- _Challenges_
A – According to the bug report below, which version holds the candidate fix?
B – Copy the passage of the bug report below word for word, starting at "(Reported by Edward.)" and ending at "doesn't appear fixed...".

- _Text to read_

◇ ◇ ◇ ◇ ◇

Bug 156280

Summary:	multipath-tools tests active paths but never uses the status to fail them
Product:	[Fedora] Fedora	Reporter:	Lars Marowsky-Bree <lmb>
Component:	device-mapper-multipath	Assignee:	Alasdair Kergon <agk>
Status:	CLOSED RAWHIDE	QA Contact:
Severity:	medium	Docs Contact:
Priority:	medium
Version:	rawhide	CC:	agk, christophe.varoqui, dmo, egoggin, lmb, tranlan
Target Milestone:	---
Target Release:	---
Hardware:	All
OS:	Linux
Whiteboard:
Fixed In Version:		Doc Type:	Bug Fix
Doc Text:		Story Points:	---
Clone Of:		Environment:
Last Closed:	2005-09-04 23:05:59 UTC	Type:	---
Regression:	---	Mount Type:	---
Documentation:	---	CRM:
Verified Versions:		Category:	---
oVirt Team:	---	RHEL 7.3 requirements from Atomic Host:
Cloudforms Team:	---	Target Upstream Version:
Embargoed:

Description Lars Marowsky-Bree 2005-04-28 16:27:23 UTC

multipath-tools does check all paths. But when it finds that a path previously
active has failed, it never tells the kernel about it.

(Reported by Edward.)

Comment 1 Christophe Varoqui 2005-05-02 21:08:57 UTC

Candidate fix in 0.4.5-pre2
Please confirm the new behaviour is what is expected.

Comment 2 Lan Tran 2005-05-02 22:33:49 UTC

Hm, I just tried 0.4.5-pre2, but it doesn't appear fixed... 

After doing a switch port disable, multipathd path checker detects the 2 paths 
are down, but the internel dm path state is  still 'active'. I would expect it
to go to 'failed'.

◇ ◇ ◇ ◇ ◇

- _Data provided_
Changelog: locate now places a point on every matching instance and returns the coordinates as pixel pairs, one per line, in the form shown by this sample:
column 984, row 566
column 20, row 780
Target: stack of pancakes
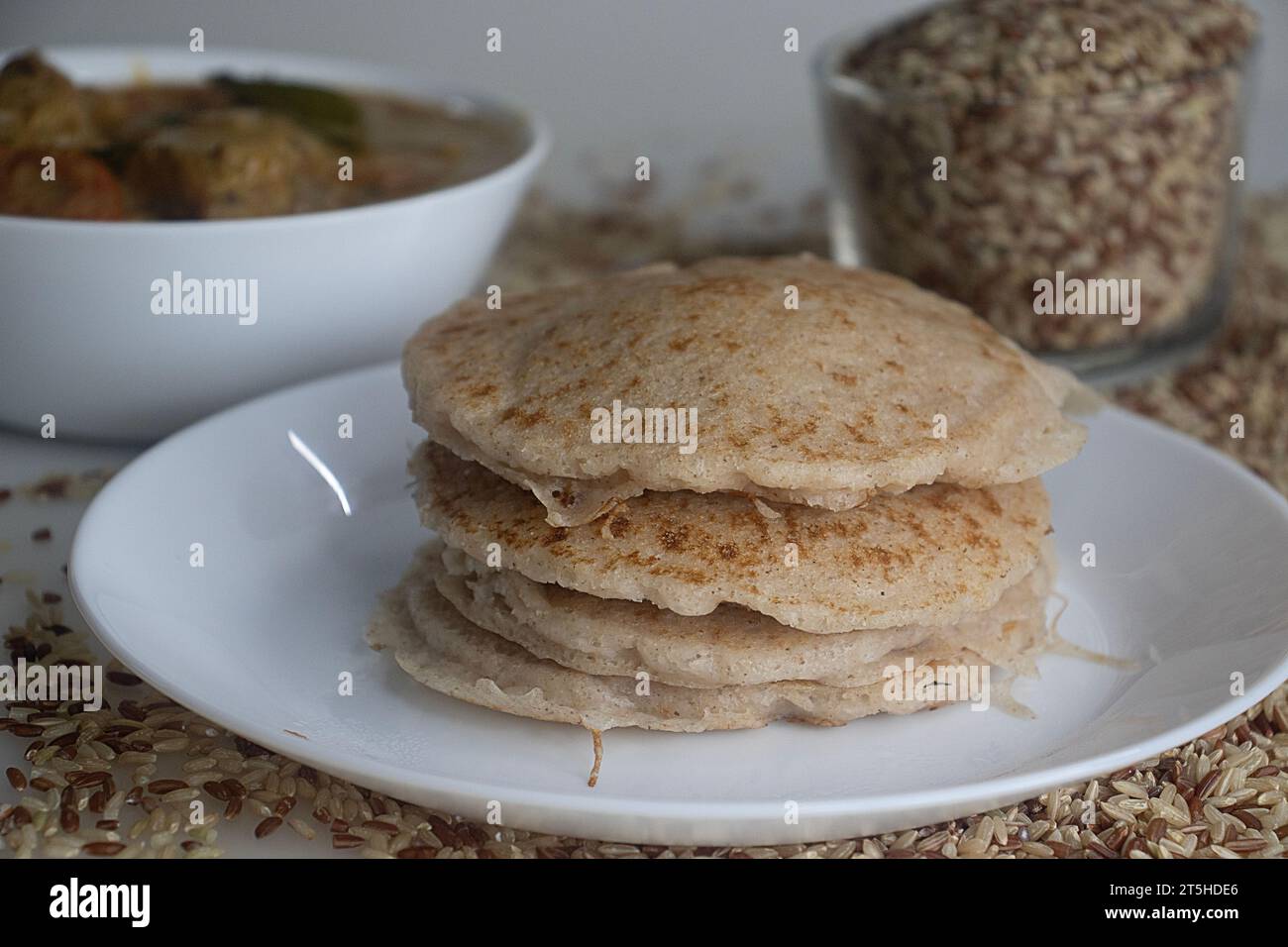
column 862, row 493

◇ ◇ ◇ ◇ ◇

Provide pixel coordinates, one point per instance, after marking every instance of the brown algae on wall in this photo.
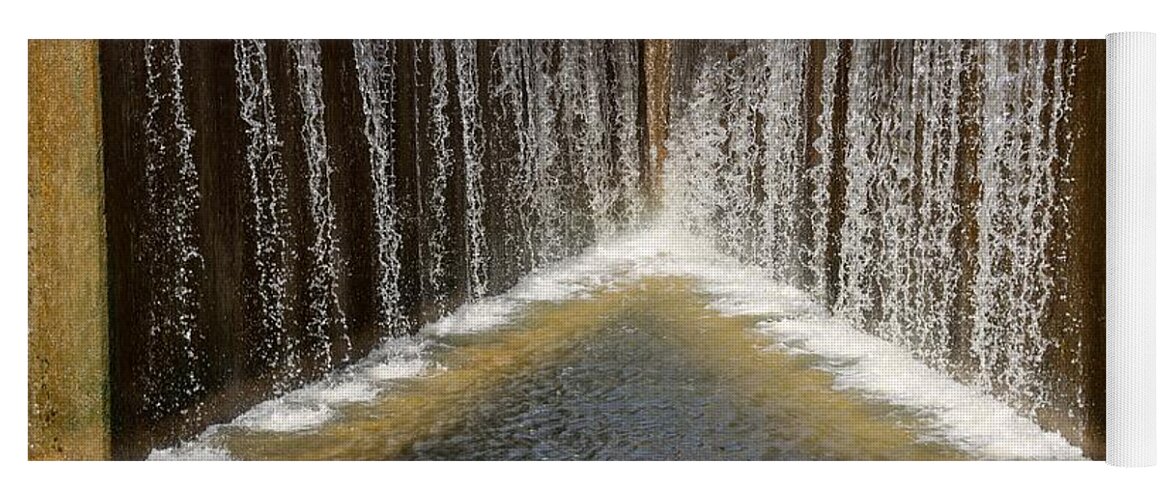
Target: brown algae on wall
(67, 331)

◇ ◇ ◇ ◇ ◇

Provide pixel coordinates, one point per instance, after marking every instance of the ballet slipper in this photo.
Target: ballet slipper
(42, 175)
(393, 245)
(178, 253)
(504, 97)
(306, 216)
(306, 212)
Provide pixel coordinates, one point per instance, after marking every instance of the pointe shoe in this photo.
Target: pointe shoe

◇ ◇ ◇ ◇ ◇

- _Responses_
A – 0.4.5-pre2

B –
(Reported by Edward.)

Comment 1 Christophe Varoqui 2005-05-02 21:08:57 UTC

Candidate fix in 0.4.5-pre2
Please confirm the new behaviour is what is expected.

Comment 2 Lan Tran 2005-05-02 22:33:49 UTC

Hm, I just tried 0.4.5-pre2, but it doesn't appear fixed...